§ **Exercise instructions**:
Say how many lines in the material below contain the word "given", giving the number alone.

§ **Data section**:

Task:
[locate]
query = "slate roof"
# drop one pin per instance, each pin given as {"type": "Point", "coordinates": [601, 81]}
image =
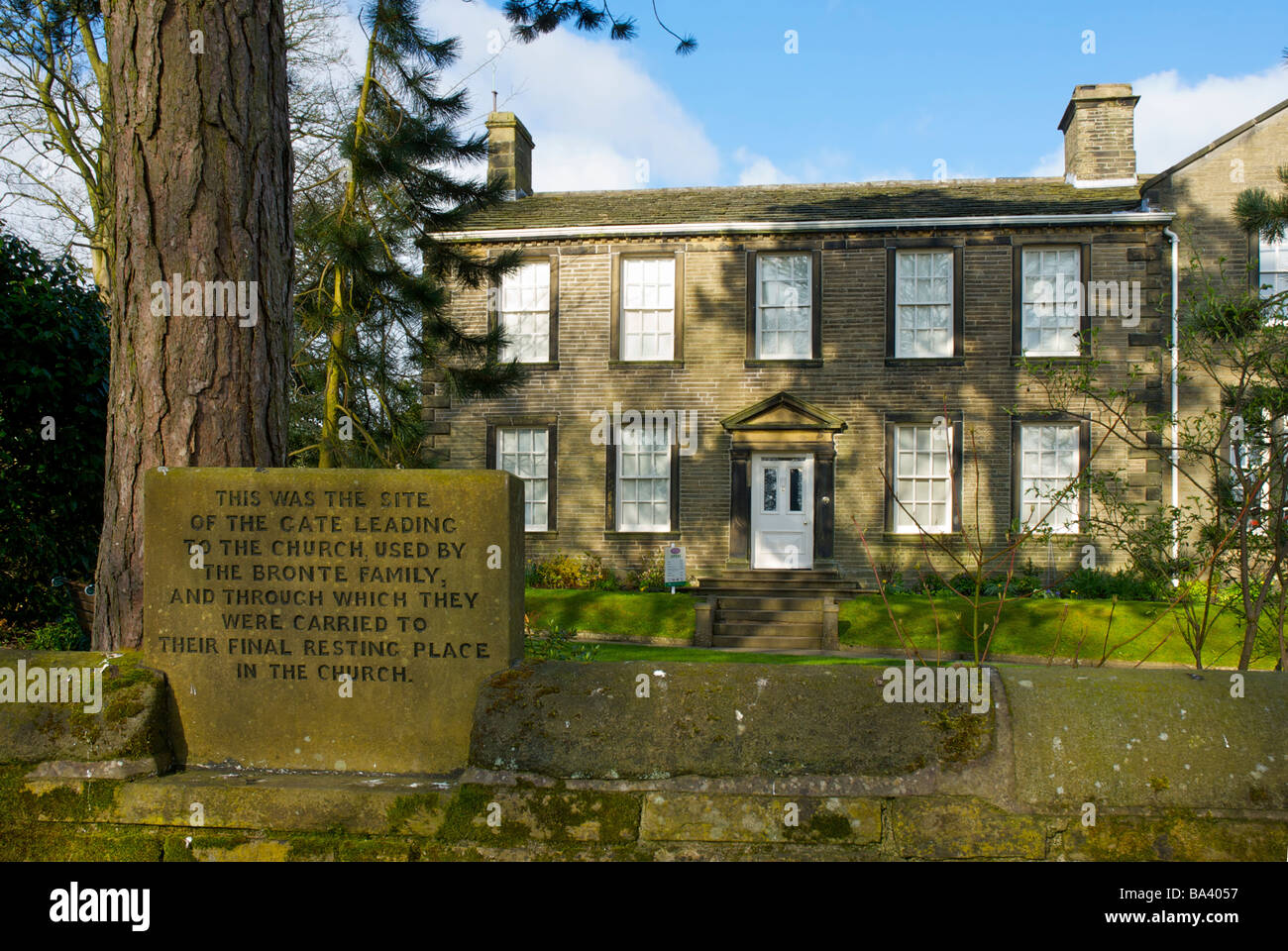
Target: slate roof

---

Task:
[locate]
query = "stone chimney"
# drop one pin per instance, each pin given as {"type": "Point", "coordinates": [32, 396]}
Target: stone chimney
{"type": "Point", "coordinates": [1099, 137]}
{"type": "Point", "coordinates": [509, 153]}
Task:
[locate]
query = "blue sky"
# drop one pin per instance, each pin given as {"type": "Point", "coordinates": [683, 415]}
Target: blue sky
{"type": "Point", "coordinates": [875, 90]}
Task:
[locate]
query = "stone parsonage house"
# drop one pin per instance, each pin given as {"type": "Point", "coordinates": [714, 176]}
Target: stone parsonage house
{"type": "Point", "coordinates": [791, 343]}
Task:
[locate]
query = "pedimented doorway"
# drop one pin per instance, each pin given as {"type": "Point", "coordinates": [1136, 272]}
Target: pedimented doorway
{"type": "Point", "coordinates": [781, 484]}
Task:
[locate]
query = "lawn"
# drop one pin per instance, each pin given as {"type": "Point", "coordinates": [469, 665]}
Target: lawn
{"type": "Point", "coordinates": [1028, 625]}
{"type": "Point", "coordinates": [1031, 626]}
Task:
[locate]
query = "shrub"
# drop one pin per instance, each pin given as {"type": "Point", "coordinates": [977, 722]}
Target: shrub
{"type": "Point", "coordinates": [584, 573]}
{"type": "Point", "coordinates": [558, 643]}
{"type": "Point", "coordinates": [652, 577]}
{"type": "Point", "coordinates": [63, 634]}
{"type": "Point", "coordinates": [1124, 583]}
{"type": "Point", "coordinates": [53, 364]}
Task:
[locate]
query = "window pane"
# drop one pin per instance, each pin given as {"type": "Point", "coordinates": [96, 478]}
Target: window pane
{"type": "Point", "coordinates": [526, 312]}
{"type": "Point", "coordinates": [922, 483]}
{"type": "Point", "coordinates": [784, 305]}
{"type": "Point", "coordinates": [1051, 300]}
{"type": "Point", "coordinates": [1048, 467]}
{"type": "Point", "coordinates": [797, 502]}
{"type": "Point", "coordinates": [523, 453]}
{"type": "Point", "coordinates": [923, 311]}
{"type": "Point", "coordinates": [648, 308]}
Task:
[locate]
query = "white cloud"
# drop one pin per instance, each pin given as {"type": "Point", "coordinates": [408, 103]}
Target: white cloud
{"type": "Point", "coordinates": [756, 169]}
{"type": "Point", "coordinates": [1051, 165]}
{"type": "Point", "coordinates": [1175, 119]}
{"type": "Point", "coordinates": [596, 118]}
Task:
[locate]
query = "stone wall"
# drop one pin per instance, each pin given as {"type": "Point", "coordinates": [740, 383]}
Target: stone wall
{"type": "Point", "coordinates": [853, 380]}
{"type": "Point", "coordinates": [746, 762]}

* * *

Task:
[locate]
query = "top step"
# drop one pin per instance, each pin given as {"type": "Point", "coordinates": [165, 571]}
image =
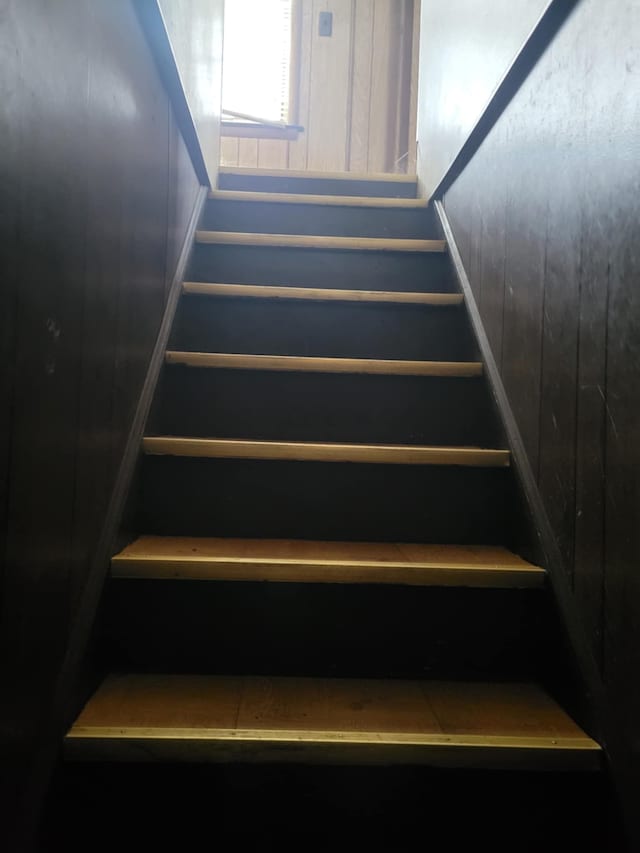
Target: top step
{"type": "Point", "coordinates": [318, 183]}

§ **Solution below**:
11